-- START --

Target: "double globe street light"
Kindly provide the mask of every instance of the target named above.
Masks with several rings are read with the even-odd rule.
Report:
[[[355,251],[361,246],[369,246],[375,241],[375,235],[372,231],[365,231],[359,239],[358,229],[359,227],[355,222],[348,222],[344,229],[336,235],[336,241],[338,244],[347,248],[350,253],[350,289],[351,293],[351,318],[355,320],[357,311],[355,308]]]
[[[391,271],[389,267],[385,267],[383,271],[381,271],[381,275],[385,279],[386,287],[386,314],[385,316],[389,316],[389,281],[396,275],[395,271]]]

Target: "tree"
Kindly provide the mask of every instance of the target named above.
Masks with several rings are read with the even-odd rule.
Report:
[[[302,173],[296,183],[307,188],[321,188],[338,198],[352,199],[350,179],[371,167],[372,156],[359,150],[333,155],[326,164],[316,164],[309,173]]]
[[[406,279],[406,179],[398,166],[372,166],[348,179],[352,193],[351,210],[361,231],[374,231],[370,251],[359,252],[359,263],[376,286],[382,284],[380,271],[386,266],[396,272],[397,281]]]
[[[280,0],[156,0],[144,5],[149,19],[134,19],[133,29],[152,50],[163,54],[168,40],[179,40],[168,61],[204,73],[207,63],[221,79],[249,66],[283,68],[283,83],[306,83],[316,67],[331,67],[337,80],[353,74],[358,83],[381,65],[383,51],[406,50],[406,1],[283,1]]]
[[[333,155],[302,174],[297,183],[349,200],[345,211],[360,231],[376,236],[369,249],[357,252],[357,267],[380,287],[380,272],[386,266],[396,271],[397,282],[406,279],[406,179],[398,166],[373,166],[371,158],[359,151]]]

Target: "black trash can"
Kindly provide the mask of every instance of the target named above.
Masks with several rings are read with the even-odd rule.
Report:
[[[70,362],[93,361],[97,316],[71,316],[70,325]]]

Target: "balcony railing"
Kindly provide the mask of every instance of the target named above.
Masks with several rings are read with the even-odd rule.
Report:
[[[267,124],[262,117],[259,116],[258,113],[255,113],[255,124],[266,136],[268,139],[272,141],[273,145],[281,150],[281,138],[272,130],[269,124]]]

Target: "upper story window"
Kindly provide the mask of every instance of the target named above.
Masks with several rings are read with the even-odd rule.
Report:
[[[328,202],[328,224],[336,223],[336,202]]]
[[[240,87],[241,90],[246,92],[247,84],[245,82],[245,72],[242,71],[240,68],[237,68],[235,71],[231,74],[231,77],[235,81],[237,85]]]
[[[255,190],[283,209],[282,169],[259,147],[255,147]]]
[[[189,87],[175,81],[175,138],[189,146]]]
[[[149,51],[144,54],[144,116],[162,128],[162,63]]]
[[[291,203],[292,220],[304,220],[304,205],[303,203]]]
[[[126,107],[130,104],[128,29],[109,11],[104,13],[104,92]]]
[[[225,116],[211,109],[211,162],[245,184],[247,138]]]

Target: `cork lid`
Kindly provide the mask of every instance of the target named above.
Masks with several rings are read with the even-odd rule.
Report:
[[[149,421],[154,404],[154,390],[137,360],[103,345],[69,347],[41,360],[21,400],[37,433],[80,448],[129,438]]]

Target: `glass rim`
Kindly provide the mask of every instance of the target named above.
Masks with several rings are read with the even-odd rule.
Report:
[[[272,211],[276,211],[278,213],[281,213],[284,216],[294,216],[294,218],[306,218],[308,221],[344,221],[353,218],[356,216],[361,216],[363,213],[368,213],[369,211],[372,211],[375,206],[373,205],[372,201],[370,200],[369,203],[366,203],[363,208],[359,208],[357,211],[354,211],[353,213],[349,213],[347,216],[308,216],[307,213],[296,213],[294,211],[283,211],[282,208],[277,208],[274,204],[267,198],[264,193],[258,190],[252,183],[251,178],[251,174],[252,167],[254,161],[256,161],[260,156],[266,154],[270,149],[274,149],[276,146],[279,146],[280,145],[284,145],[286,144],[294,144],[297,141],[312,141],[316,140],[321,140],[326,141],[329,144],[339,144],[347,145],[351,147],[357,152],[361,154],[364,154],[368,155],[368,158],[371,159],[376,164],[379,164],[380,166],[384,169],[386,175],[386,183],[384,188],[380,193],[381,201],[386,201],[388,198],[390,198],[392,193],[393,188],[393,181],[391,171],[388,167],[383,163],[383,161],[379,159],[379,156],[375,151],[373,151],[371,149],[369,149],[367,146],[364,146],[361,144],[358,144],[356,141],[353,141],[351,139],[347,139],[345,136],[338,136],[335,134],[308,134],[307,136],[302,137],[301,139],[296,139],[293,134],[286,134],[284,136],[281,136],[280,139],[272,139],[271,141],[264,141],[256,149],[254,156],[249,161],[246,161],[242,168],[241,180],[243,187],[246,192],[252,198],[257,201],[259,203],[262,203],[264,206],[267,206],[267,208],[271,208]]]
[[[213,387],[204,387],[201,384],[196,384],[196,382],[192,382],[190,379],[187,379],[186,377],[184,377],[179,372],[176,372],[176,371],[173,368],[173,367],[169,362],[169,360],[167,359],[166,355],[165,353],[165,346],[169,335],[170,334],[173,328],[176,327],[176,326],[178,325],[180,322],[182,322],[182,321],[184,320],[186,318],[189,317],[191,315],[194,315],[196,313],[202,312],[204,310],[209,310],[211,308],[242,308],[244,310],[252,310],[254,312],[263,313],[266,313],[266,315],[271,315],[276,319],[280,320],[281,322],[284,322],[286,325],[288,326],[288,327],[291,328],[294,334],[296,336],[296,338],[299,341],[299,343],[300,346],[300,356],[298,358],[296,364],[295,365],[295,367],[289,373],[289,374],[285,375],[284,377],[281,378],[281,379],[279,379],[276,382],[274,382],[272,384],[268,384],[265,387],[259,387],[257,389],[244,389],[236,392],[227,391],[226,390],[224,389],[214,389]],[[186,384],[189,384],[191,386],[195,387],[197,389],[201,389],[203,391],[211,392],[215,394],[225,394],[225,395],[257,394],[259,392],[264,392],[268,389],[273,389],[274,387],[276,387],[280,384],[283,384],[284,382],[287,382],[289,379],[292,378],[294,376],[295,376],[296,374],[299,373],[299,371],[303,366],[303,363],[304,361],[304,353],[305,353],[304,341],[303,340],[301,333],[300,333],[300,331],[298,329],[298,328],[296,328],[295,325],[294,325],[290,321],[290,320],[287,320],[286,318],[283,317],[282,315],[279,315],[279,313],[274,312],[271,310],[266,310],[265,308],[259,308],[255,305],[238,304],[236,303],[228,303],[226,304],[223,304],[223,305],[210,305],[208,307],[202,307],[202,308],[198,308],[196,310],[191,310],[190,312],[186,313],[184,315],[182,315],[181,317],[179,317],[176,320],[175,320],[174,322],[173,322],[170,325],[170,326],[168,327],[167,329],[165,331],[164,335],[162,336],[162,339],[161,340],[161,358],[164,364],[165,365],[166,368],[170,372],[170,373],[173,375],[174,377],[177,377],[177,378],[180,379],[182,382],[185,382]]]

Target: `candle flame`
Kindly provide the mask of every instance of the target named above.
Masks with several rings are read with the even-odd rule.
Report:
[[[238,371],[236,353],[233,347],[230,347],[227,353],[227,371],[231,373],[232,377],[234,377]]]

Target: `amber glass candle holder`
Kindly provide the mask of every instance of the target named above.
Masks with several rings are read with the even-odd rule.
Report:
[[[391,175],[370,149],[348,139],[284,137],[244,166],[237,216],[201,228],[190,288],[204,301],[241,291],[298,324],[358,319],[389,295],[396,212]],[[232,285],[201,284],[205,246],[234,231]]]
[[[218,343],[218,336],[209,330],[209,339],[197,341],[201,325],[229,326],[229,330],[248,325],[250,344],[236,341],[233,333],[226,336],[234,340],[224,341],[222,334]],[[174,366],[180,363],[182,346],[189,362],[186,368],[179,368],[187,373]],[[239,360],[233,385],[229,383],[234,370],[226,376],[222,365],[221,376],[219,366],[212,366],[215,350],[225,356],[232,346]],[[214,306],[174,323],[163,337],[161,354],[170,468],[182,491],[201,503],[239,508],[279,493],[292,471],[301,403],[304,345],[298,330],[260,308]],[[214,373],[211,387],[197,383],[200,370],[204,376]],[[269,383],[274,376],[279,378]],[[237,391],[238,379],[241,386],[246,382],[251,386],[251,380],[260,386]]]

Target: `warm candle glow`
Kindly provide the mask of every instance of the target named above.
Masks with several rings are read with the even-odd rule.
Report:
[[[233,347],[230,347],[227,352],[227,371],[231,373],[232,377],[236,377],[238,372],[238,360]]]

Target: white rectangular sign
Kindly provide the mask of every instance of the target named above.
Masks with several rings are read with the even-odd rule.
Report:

-- END --

Reproduce only the lines running from the one that contains "Target: white rectangular sign" to the last line of the records.

Target: white rectangular sign
Kindly provide the mask of every instance of the target named above.
Masks with several rings are read with the even-odd rule.
Report:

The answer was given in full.